+++ EXERCISE INPUTS
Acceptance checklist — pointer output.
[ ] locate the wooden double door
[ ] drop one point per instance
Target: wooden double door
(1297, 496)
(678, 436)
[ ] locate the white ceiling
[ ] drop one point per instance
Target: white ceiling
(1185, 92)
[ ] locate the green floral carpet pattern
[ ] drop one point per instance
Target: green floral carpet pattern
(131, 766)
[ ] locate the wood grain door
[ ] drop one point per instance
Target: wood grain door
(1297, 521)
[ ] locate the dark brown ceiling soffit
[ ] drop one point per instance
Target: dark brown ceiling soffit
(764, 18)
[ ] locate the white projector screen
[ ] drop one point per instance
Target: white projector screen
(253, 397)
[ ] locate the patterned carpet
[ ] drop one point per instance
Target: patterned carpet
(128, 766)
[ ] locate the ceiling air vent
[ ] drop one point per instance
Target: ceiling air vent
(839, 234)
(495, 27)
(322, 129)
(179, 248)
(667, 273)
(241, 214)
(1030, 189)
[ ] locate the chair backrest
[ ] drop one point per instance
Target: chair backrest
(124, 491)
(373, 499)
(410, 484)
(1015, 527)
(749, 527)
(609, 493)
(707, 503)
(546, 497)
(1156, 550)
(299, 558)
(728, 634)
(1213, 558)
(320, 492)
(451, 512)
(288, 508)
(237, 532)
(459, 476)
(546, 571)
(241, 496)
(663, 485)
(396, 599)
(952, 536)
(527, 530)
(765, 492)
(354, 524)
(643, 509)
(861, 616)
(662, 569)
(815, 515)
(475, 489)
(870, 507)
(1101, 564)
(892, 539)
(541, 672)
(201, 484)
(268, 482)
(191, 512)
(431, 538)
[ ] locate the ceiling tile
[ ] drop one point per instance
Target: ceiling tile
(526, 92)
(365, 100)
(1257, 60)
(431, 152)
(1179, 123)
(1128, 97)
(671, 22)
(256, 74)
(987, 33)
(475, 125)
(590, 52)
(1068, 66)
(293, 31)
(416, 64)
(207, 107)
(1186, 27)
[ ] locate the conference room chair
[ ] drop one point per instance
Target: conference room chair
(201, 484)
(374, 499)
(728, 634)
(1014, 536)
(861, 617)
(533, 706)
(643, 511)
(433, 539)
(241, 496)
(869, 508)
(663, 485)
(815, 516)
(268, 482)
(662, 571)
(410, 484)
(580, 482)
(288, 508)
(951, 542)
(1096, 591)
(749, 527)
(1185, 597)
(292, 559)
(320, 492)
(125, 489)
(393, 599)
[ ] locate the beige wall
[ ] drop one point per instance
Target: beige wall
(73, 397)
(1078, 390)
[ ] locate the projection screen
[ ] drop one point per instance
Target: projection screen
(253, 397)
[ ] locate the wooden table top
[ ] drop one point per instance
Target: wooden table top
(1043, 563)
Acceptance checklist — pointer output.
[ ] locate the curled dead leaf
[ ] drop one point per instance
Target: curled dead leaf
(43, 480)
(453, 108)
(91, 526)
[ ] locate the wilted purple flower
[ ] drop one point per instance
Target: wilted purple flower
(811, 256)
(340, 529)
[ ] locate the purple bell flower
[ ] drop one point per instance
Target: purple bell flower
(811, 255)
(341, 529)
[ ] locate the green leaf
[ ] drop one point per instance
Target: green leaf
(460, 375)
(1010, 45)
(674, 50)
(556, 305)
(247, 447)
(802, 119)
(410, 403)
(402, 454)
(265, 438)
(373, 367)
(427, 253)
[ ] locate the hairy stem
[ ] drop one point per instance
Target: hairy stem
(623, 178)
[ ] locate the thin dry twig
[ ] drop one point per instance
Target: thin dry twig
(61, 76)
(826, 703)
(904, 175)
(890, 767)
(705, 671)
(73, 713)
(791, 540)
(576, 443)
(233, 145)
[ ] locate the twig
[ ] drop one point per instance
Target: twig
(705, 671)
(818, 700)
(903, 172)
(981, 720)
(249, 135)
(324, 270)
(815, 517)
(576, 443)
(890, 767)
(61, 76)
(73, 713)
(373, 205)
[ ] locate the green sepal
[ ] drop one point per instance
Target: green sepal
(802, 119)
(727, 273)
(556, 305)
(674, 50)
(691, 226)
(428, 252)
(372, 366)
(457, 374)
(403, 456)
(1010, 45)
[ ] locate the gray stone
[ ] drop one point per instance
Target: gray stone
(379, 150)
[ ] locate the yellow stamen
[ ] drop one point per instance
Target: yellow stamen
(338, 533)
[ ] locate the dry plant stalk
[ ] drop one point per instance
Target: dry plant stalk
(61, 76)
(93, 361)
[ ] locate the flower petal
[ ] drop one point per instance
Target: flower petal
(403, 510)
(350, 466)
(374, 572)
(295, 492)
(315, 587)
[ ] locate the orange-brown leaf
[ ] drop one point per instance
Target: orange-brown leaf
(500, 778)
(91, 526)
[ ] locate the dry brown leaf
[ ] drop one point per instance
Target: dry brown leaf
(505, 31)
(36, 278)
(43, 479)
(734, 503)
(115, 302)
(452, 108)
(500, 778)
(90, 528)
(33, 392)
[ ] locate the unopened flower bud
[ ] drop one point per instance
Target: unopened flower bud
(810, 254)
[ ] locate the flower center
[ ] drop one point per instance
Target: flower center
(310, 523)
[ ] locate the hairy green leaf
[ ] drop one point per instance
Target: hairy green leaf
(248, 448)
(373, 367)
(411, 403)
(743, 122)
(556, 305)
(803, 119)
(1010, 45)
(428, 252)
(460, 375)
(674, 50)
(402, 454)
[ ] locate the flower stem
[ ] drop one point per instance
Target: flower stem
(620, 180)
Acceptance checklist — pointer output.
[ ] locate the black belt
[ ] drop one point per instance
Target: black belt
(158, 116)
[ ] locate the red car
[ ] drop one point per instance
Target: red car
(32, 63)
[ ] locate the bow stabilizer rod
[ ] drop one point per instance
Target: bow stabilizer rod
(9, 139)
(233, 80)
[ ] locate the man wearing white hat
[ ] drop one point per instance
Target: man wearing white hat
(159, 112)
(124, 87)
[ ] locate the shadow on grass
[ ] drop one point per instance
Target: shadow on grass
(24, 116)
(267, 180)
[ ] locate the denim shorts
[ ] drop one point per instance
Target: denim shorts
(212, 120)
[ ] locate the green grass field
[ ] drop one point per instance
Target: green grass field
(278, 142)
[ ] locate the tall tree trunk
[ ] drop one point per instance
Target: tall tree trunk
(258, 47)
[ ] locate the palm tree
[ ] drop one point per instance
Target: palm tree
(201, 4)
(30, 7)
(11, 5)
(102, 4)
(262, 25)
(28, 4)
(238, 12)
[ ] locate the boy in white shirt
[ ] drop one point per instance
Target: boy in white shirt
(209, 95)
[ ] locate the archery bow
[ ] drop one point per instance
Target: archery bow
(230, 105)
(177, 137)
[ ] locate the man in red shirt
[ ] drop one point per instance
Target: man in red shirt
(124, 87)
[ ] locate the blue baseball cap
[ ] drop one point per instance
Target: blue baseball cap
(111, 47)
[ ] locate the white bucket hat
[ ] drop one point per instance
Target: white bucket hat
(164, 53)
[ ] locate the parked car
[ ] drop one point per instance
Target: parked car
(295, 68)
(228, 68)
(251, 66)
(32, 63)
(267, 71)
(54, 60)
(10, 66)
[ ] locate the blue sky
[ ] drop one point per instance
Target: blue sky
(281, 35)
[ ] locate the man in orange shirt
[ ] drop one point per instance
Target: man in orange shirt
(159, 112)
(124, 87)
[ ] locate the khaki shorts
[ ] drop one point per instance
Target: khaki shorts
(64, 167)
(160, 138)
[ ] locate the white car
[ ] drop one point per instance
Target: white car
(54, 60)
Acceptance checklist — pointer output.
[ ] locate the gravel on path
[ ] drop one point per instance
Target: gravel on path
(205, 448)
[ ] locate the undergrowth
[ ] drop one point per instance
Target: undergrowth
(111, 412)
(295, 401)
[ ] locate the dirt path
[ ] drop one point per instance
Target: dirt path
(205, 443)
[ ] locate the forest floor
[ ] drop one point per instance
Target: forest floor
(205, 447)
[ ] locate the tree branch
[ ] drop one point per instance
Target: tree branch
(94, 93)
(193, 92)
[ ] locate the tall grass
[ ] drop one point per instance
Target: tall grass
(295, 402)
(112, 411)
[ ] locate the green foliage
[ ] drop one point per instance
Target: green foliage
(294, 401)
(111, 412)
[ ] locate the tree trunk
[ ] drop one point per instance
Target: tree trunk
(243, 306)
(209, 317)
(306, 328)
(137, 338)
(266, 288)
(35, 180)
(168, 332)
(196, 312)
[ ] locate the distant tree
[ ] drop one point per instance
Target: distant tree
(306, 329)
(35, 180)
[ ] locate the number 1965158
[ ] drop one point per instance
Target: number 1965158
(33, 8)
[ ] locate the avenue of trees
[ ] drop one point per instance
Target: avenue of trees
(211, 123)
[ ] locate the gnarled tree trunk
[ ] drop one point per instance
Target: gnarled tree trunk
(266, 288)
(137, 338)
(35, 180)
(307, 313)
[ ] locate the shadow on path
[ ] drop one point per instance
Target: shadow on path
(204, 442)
++++++
Taking the entries above, write out exactly the lines starting with the line containing "[ ] locate the tree branch" and going on through the line containing "[ ] locate the tree trunk", both included, and nothing else.

[ ] locate the tree branch
[ ] drop one point per instance
Target: tree branch
(94, 93)
(193, 92)
[ ] locate the tall grass
[ ] drop one point per instance
Target: tall grass
(295, 402)
(112, 411)
[ ] locate the green foliage
[ ] drop one point per instance
Target: green foliage
(294, 401)
(111, 412)
[ ] locate the tree trunk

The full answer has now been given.